═══ Records for this task ═══
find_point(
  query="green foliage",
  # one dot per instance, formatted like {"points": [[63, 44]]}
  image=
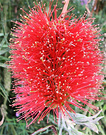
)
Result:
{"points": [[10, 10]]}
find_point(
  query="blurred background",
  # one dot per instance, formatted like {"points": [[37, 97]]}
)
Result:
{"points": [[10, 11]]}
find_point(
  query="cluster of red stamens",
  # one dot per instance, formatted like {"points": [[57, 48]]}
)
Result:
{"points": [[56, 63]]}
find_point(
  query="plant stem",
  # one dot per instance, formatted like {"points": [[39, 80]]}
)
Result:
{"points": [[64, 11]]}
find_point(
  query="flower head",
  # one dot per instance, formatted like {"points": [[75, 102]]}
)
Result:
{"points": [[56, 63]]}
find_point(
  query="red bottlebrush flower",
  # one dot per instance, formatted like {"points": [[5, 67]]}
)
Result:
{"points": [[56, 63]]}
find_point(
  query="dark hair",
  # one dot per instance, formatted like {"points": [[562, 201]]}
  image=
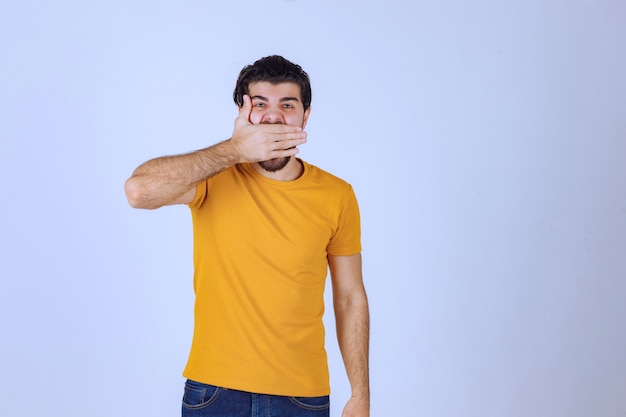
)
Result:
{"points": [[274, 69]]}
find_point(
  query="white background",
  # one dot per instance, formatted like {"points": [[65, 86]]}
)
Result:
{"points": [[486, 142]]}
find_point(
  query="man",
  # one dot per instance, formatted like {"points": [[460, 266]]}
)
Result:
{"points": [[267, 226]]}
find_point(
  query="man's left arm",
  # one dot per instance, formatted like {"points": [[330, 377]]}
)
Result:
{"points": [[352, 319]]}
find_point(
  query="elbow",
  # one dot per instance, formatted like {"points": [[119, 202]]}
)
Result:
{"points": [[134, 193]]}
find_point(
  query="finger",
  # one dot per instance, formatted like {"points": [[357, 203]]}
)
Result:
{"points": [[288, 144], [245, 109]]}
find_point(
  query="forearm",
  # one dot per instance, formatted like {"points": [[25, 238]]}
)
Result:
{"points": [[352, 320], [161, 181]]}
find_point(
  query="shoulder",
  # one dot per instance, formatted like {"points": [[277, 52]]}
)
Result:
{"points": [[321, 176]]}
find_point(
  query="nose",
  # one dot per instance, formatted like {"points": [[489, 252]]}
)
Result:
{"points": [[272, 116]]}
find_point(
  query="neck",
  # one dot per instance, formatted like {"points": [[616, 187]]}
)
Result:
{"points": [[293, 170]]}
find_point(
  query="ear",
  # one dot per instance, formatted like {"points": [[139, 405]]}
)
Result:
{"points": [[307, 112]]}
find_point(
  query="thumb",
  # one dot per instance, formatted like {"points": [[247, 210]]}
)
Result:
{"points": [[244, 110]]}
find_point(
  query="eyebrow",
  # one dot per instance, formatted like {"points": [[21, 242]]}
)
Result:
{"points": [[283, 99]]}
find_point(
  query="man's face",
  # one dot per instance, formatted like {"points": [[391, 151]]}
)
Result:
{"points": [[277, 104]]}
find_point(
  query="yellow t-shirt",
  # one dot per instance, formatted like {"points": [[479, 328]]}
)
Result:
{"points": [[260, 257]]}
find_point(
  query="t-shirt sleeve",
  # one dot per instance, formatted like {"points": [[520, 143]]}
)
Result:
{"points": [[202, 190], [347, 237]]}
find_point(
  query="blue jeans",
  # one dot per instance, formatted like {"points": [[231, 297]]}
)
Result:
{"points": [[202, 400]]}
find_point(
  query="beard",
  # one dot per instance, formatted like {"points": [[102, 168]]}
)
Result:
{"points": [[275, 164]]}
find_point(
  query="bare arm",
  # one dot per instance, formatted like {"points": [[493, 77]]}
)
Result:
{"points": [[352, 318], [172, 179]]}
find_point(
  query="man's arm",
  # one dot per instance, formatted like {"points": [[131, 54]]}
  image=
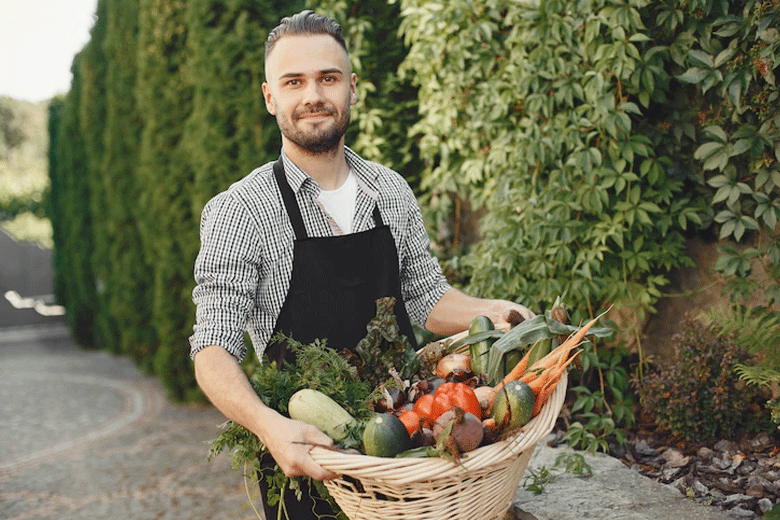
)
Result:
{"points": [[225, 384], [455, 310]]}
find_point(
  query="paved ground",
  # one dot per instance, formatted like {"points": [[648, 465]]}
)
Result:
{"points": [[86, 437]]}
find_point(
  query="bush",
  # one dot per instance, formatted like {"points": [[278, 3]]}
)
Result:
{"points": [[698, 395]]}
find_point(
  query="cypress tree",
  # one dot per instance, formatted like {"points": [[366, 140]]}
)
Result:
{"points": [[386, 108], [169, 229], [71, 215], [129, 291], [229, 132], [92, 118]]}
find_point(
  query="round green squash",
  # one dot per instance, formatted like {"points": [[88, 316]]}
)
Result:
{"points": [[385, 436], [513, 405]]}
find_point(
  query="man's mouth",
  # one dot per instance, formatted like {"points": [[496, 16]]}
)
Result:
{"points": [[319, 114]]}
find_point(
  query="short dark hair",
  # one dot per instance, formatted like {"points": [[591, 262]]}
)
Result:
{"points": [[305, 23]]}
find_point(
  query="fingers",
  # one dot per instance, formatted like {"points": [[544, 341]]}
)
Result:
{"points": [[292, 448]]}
═══
== Task to carry out ==
From the first line to the last, retype the material exactly and exclude the pictures.

== Solution ==
find_point(
  query="green foliage",
  # one dot per instance, formatted like {"points": [[63, 44]]}
  image=
)
Result:
{"points": [[10, 10]]}
find_point(
  query="blurred background",
  # one dot per instance, formatted like {"points": [[37, 97]]}
)
Result:
{"points": [[10, 11]]}
find_point(
  query="cluster of red stamens",
  # one dot per instance, formatted like {"points": [[57, 48]]}
)
Result:
{"points": [[56, 63]]}
find_point(
  query="plant stem",
  # one dot per instance, formatted like {"points": [[39, 80]]}
)
Result:
{"points": [[64, 11]]}
find_point(
  query="flower head",
  # one dot per instance, formatted like {"points": [[75, 102]]}
)
Result:
{"points": [[56, 63]]}
find_point(
  query="red bottlebrush flower",
  # one dot per instance, formatted like {"points": [[5, 67]]}
)
Result:
{"points": [[56, 63]]}
find_point(
  query="dark hair",
  # one dot per instance, formatted like {"points": [[562, 201]]}
  image=
)
Result:
{"points": [[274, 69]]}
find_point(
  query="white background",
  # one dot per instance, formatted like {"points": [[65, 86]]}
)
Result:
{"points": [[486, 142]]}
find_point(
  query="man",
  # one dot per instance, formatted like {"points": [[460, 266]]}
)
Result:
{"points": [[267, 226]]}
find_point(
  query="man's left arm",
  # one dot per instance, formatted like {"points": [[330, 377]]}
)
Result:
{"points": [[352, 319]]}
find_point(
  query="elbow",
  # one dot per instance, formatted like {"points": [[119, 202]]}
)
Result:
{"points": [[134, 193]]}
find_point(
  query="finger",
  # one dot per instance, formatted like {"points": [[357, 203]]}
)
Result:
{"points": [[288, 144], [245, 109]]}
find_point(
  query="forearm",
  # one dot per instance, formatted like {"points": [[25, 238]]}
)
Result:
{"points": [[352, 320], [161, 181]]}
find_point(
  query="shoulder",
  # one dot per instance, formatted like {"points": [[277, 52]]}
)
Result:
{"points": [[321, 176]]}
find_point(
  query="nose",
  # one dot per instance, formatted like {"points": [[489, 252]]}
)
Result:
{"points": [[272, 116]]}
find_point(
  query="neck",
  # one dot per instance, formatted like {"points": [[616, 187]]}
)
Result:
{"points": [[293, 170]]}
find_point(
  query="ear",
  # one dot per instance, formatted like {"points": [[139, 405]]}
)
Result:
{"points": [[307, 112]]}
find_point(
  query="thumb",
  # one dot per instance, formatted like {"points": [[247, 210]]}
)
Result:
{"points": [[244, 110]]}
find_point(
  query="eyebrow",
  # one dot per instance, formatted like {"points": [[21, 242]]}
)
Result:
{"points": [[283, 99]]}
find_point(
  query="man's face",
  # one dot per instance, formatted like {"points": [[391, 151]]}
)
Result:
{"points": [[277, 104]]}
find_point(
  query="yellow t-shirt",
  # one dot per instance, formatted like {"points": [[479, 328]]}
)
Result:
{"points": [[260, 257]]}
find_point(
  query="t-shirt sleeve",
  # one dot per instance, formatted like {"points": [[520, 143]]}
)
Result:
{"points": [[202, 190], [347, 237]]}
find_point(
  query="blue jeans",
  # one dot per instance, formatted like {"points": [[231, 297]]}
)
Result:
{"points": [[202, 400]]}
find_point(
  query="beard",
  # one dot per instance, formatted like {"points": [[102, 168]]}
)
Result:
{"points": [[275, 164]]}
find_point(
  query="bare arm",
  # one dot per instance, formatted like {"points": [[493, 77]]}
)
Result:
{"points": [[352, 318], [172, 179]]}
find_point(
  query="man's arm",
  # one dot per instance, formatted like {"points": [[131, 54]]}
  image=
)
Result:
{"points": [[225, 384], [455, 310]]}
find_point(
  query="paved ground",
  # one dot per instance, formatted like {"points": [[648, 465]]}
)
Result:
{"points": [[86, 437]]}
find_point(
  query="bush",
  # one dot per instance, formatted like {"points": [[278, 3]]}
)
Result:
{"points": [[698, 395]]}
find_point(
  query="cypress tree",
  # one dot per instance, formatted like {"points": [[366, 140]]}
)
Result:
{"points": [[386, 108], [169, 229], [71, 215], [129, 291], [229, 132], [92, 118]]}
find_point(
  query="round green squash",
  # one dot per instance, formatted like {"points": [[88, 316]]}
)
Result:
{"points": [[385, 436], [513, 405]]}
find_point(
  query="man's mouth",
  # one dot per instance, formatted like {"points": [[496, 16]]}
)
Result:
{"points": [[319, 114]]}
find_point(
  query="short dark hair",
  # one dot per instance, formatted like {"points": [[591, 262]]}
)
Result:
{"points": [[305, 23]]}
find_point(
  query="fingers",
  # one dot per instance, formatted like {"points": [[544, 341]]}
)
Result:
{"points": [[292, 448]]}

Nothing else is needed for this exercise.